+++ Supplied material
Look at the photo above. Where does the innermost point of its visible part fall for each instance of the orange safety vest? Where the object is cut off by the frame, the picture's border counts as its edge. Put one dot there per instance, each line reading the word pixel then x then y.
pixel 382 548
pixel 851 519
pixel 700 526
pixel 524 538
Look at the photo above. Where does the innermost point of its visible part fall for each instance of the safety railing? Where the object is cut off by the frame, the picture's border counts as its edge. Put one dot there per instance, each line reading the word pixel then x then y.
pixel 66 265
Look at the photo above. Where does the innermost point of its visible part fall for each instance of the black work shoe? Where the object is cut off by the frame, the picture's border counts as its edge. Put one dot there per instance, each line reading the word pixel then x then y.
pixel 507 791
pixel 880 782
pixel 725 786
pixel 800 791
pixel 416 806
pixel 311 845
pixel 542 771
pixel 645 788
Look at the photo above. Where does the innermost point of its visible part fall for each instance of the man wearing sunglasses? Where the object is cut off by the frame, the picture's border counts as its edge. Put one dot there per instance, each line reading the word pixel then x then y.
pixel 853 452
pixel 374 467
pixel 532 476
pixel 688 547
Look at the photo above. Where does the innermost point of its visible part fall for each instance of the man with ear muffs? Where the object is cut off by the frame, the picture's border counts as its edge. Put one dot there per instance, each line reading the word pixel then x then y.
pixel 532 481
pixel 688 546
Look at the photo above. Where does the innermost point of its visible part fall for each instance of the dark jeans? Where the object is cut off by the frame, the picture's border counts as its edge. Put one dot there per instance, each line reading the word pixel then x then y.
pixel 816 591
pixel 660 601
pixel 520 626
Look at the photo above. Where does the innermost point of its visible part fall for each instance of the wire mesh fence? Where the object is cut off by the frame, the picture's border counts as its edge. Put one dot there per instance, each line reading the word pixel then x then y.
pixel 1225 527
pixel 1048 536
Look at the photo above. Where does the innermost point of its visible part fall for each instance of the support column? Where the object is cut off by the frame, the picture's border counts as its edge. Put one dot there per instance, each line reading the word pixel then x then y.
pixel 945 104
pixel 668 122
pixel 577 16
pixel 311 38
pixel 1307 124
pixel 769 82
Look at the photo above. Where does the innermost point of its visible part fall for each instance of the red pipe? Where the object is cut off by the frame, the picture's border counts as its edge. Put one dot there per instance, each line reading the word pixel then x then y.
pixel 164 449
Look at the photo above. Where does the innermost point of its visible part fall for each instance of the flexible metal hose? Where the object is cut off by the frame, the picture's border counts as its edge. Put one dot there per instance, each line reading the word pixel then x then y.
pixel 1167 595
++++++
- What you need to do
Return every record above. Copy each one exactly.

- Response to the task
Look at the photo above. Where does the innermost point of its visible part fall for each instance of the orange safety vest? Where the object is cut off by the frame, the picture's border counts as its edge. Put one dot there per instance, each line reading the word pixel then x then y.
pixel 382 548
pixel 851 519
pixel 700 526
pixel 524 538
Look at the photo above. Where does the innermost point of its visible part fall for each instance of the safety railing? Where the object is cut off by the frame, the picture's border counts as its edge. Put one dot there per instance, each line reading the word pixel then x then y.
pixel 66 265
Look at the photo above. Where does the innermost point of its visible part fall for each instance of the black work shoe? Where the object is cut off by the frame, the picture's border counts as its edge. Put one dot there per instance, each line reading the word pixel then x then y.
pixel 507 791
pixel 880 782
pixel 725 786
pixel 800 791
pixel 416 806
pixel 311 845
pixel 542 771
pixel 645 788
Look at the photo above. Where does the innermost point of its visible part fall for each instance of the man wearing sunglasses? Where the object is cut off by the frame, the picture's border counts as its edge. Put one dot there per instance, each line reading the word pixel then x then y.
pixel 853 452
pixel 374 467
pixel 532 476
pixel 688 547
Look at the photo above. Where does the innermost point of its visible part fall for each instance of the man with ear muffs? Where the object is cut off by the frame, the picture's border counts as its edge. Put one dot there per instance, each line reading the word pixel then x then y.
pixel 532 481
pixel 688 546
Look at the photo above. Where does the innermost point of its visible part fall for each instance of the dark jeans? Where the object is cut off by the frame, the picture's border counts as its edge. Put one dot there per instance, each line reading the word pixel then x then y.
pixel 816 591
pixel 660 601
pixel 520 626
Look at the photo above. Where does the innermost point of its visible part fall for each instance of the wire mesh fence? Where the object is cut off by the frame, the picture's border counts as its edge. Put one dot there per instance, each line reading the word pixel then x then y.
pixel 1225 527
pixel 1048 536
Look at the photo above. Where does the innermost point of its visible part fall for each instance of the support column? Where the object is cut off by the frame, the picture's border counts as its edge. Put one dot there per instance, each line reading the word pixel then x then y.
pixel 945 104
pixel 668 122
pixel 577 16
pixel 311 38
pixel 1307 124
pixel 769 82
Look at the photo above. Where does the innermost point of its visible part fall for each instance of the red pipe? Where the object is cut off by the frame, the picture's border counts as its edge. Put one dot there per instance, each line reading the word pixel then x then y.
pixel 164 449
Look at the photo above. Where does the innermost point of its visible part fall for each instance of the flexible metal hose? Where the object is cut off by the frame, the picture's border counts as its edge. Put one dot there per instance, each line reading the word pixel then x then y.
pixel 1167 595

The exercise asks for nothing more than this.